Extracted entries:
────────────────

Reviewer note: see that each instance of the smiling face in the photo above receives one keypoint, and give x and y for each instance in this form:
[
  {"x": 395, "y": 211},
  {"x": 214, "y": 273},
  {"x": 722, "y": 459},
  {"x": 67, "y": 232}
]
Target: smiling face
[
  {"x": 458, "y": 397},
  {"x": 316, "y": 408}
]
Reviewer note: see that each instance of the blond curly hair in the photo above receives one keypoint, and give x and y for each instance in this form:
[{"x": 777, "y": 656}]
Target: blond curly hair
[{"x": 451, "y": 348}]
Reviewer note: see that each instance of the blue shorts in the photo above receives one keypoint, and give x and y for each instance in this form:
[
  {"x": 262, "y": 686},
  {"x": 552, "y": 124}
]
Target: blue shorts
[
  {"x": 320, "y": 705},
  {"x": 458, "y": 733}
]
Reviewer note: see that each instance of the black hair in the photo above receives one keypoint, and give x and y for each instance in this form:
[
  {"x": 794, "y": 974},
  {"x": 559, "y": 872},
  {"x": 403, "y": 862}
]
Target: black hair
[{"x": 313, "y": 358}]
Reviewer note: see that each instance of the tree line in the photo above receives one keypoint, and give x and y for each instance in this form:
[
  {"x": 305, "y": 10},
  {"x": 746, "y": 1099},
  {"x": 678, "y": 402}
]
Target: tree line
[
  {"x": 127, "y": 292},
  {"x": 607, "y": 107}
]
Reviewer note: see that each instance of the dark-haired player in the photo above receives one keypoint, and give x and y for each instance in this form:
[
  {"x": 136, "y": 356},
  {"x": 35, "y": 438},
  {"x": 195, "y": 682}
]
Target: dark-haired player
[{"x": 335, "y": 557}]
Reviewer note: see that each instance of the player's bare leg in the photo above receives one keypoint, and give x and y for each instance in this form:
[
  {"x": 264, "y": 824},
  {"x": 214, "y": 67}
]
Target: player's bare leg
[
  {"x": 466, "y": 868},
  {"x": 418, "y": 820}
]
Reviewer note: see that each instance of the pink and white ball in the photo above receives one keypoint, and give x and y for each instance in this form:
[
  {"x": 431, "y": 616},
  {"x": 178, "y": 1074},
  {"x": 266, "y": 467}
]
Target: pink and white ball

────────────────

Please repeat every entry above word for word, with nothing changed or left out.

Reviewer note: see that each instance of the smiling face in the photo above receives one keypoint, and give x and y for each instance in this form:
[
  {"x": 395, "y": 211},
  {"x": 214, "y": 273},
  {"x": 722, "y": 459},
  {"x": 67, "y": 232}
]
Target: smiling face
[
  {"x": 458, "y": 397},
  {"x": 316, "y": 408}
]
Reviewer note: see that each instance of the blond curly hair in the photo above receives one keypoint, and give x and y for each instance in this form:
[{"x": 777, "y": 656}]
Target: blond curly hair
[{"x": 451, "y": 348}]
Reviewer note: see that each instance of the blue shorts in the photo above receives one keypoint, and give x and y for each instance in this form:
[
  {"x": 262, "y": 686},
  {"x": 552, "y": 124}
]
Target: blue shorts
[
  {"x": 320, "y": 705},
  {"x": 458, "y": 733}
]
Reviewer note: see that each instance of the black hair in the photo above receives one keypoint, and give x and y for each instance in this form:
[
  {"x": 794, "y": 974},
  {"x": 559, "y": 872},
  {"x": 403, "y": 862}
]
Target: black hair
[{"x": 313, "y": 358}]
Reviewer note: see that each instance of the tree line in the photo above receives one keypoint, and give x and y for each instance in this form:
[
  {"x": 305, "y": 10},
  {"x": 746, "y": 1099},
  {"x": 678, "y": 402}
]
Target: tree line
[
  {"x": 127, "y": 292},
  {"x": 607, "y": 107}
]
Reviewer note: see that each instance of the dark-haired player in the photo above receives one keypoint, and give x and y for each instance in this form:
[
  {"x": 136, "y": 356},
  {"x": 35, "y": 438},
  {"x": 195, "y": 682}
]
Target: dark-haired player
[{"x": 335, "y": 557}]
Reviewer note: see that each instance of the player's bare leg in the photo above receives one keypoint, and give x and y for each instance in this form:
[
  {"x": 264, "y": 824},
  {"x": 214, "y": 67}
]
Target: player's bare leg
[
  {"x": 466, "y": 868},
  {"x": 418, "y": 820}
]
Reviewer note: see that each instance of the pink and white ball in the photo above receives one keypoint, and give x and y for each instance in this form:
[
  {"x": 431, "y": 616},
  {"x": 178, "y": 1074},
  {"x": 266, "y": 467}
]
Target: pink and white ball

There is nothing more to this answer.